* EXERCISE DETAILS
Copy out the lines of the records below, starting at the line with "-- lua: locate the overcast white sky" and continuing down to the line with "[121,12,291,267]", keeping every character unchanged.

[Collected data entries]
□ □ □ □
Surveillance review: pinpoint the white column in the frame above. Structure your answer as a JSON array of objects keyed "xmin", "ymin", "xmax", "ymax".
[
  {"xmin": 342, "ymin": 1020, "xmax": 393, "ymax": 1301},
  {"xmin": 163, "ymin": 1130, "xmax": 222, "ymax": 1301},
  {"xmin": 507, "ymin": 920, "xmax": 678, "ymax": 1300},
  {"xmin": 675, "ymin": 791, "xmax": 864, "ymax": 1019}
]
□ □ □ □
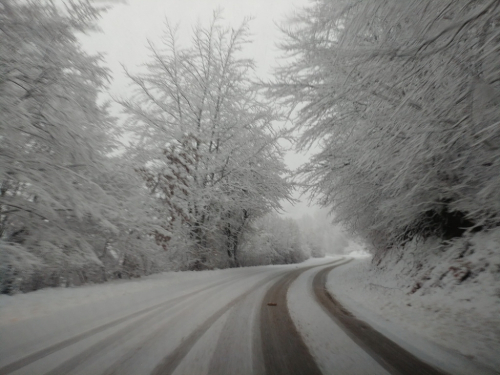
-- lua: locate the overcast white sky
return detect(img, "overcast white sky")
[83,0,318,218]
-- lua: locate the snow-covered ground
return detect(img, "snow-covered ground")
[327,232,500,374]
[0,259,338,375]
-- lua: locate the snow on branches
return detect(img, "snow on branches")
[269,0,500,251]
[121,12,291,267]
□ □ □ □
* THE RESULT
-- lua: locate the overcast white sky
return detect(img, "overcast white sky")
[83,0,318,218]
-- lua: locate the snow-covered ground
return detect(img, "snow-covered ground")
[327,232,500,374]
[0,259,338,375]
-- lua: locate the snow on branches
return detect(img, "snow on branches")
[269,0,500,251]
[121,12,291,267]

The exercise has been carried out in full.